EXERCISE MATERIALS:
_ _ _ _ _

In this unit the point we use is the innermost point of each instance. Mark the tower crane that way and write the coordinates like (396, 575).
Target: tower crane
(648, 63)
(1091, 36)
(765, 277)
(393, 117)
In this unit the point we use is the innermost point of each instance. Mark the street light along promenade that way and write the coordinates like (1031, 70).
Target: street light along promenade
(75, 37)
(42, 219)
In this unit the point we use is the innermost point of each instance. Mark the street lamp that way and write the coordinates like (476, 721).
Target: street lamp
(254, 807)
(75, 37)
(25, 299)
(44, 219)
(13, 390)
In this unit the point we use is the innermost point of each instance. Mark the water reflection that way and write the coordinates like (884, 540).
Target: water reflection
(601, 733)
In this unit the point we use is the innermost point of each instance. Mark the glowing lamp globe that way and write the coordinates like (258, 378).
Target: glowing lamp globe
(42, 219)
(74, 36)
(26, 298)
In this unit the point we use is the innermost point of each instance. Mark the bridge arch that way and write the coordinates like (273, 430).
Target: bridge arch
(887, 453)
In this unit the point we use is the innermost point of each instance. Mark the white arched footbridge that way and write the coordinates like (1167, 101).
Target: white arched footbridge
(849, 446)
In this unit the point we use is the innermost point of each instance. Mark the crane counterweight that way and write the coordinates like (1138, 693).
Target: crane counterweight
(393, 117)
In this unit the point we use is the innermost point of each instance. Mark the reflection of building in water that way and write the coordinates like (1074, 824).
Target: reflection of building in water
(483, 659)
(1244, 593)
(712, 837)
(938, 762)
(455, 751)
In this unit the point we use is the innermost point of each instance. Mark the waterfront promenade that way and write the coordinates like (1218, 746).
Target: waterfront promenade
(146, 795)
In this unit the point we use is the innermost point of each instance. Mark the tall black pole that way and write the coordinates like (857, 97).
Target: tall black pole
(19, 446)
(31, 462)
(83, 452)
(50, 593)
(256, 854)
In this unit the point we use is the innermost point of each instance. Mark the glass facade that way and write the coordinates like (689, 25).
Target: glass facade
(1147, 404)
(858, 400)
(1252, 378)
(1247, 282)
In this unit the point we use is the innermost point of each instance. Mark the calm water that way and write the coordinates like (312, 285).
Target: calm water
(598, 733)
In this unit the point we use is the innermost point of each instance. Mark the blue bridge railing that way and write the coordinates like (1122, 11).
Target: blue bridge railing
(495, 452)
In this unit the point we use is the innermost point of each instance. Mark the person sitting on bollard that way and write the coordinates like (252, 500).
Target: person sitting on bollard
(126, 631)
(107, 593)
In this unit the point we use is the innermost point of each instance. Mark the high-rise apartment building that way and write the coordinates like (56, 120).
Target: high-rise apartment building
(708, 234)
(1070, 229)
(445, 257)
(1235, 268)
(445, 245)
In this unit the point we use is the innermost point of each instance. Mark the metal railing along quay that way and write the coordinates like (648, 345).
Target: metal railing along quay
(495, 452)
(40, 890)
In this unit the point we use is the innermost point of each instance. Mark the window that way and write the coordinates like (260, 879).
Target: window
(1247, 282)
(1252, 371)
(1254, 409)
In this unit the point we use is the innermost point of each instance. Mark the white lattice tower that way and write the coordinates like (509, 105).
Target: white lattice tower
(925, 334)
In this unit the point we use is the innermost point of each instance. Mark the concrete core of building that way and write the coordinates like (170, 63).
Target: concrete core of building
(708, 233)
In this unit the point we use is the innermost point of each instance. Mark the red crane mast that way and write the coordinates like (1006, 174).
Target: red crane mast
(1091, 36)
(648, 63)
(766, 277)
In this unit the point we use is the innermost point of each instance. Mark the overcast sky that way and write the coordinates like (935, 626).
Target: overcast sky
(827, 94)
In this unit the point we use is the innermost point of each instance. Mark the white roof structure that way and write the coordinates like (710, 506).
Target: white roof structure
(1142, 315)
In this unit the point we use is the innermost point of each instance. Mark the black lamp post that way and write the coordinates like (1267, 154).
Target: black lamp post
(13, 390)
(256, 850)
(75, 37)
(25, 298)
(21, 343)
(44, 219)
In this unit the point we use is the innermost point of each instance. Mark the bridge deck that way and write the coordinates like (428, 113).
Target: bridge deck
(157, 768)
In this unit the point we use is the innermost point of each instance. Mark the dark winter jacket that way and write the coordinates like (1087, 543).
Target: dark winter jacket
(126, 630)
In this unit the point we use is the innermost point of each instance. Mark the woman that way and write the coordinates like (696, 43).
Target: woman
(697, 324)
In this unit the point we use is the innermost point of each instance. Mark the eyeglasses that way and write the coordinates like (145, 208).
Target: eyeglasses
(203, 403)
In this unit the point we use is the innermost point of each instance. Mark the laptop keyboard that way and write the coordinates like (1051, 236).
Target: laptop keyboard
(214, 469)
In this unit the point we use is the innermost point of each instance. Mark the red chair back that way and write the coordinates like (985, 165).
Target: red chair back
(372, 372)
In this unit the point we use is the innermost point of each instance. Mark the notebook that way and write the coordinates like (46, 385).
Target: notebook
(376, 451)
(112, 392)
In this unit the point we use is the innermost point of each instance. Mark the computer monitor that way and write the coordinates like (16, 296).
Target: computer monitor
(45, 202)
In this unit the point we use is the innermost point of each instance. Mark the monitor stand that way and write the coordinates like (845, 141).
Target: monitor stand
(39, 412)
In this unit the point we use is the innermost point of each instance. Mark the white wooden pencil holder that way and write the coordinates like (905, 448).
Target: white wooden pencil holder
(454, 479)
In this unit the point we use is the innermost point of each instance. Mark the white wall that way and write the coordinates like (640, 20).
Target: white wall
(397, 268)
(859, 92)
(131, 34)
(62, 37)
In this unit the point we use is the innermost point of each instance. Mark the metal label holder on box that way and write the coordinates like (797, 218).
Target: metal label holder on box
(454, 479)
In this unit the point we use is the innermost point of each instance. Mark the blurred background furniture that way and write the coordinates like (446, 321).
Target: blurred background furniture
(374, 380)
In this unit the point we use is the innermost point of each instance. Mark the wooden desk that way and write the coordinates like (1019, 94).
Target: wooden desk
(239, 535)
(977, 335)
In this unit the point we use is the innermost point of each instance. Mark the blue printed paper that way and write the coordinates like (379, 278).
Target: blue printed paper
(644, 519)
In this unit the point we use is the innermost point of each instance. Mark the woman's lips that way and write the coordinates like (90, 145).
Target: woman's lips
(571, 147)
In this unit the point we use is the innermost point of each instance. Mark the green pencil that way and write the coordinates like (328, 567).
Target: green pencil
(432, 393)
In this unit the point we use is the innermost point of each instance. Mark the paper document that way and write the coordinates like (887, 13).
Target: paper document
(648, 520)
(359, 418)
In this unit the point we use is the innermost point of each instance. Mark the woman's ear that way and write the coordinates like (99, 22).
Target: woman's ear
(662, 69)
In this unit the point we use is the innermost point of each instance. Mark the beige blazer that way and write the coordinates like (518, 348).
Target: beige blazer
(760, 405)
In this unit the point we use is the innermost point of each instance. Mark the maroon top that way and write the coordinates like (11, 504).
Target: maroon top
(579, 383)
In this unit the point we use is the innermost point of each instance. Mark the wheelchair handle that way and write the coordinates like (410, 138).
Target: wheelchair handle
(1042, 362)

_ _ _ _ _

PROBLEM DETAILS: Copy the data starting at the line that contains "like (1019, 94)." and ending at its final line, including both, and offset each number in the answer coordinates by adding 54. Leave every other line unchanged.

ANSWER BELOW:
In this unit the point we use is the innermost point of each instance. Mark the wooden desk that way and write the coordinates like (1019, 94).
Target: wooden desk
(293, 589)
(1031, 389)
In this unit the point we use is the innermost point of each instance. Mark the blue printed paper that way and write the coordinates like (379, 278).
Target: blue printed paper
(698, 573)
In this unit the point we use is the innermost point of each instance. Mark the woman's lips that way and write the coordinates like (90, 145).
Target: woman's lips
(625, 201)
In this unit the point we use is the innermost point of each instance. Mark the green pencil that way and write the coordinates like (328, 567).
Target: green pencil
(486, 447)
In this unit the point we use is the innermost point of each instance. Mark the paper document that way and write the coordinates like (887, 13).
Target: paper document
(702, 574)
(413, 472)
In this unit the point we use is the innermost point of each instance. Mark the woman's ear that way and write the coordinates like (99, 22).
Target: woman's ear
(716, 123)
In this unit the point we use is the innermost point of each instance. Mark the beige blazer that way and write the coordinates like (518, 348).
Target: beige blazer
(814, 459)
In this unit the point we use is the innermost point of each instance. Mark the maroon top that way and write the coordinates like (11, 504).
Target: maroon top
(633, 437)
In this unit the point we use is the innermost point of each instance. Mark the wheelchair handle that way and write the coordinates like (410, 138).
Target: wheelchair handle
(1096, 416)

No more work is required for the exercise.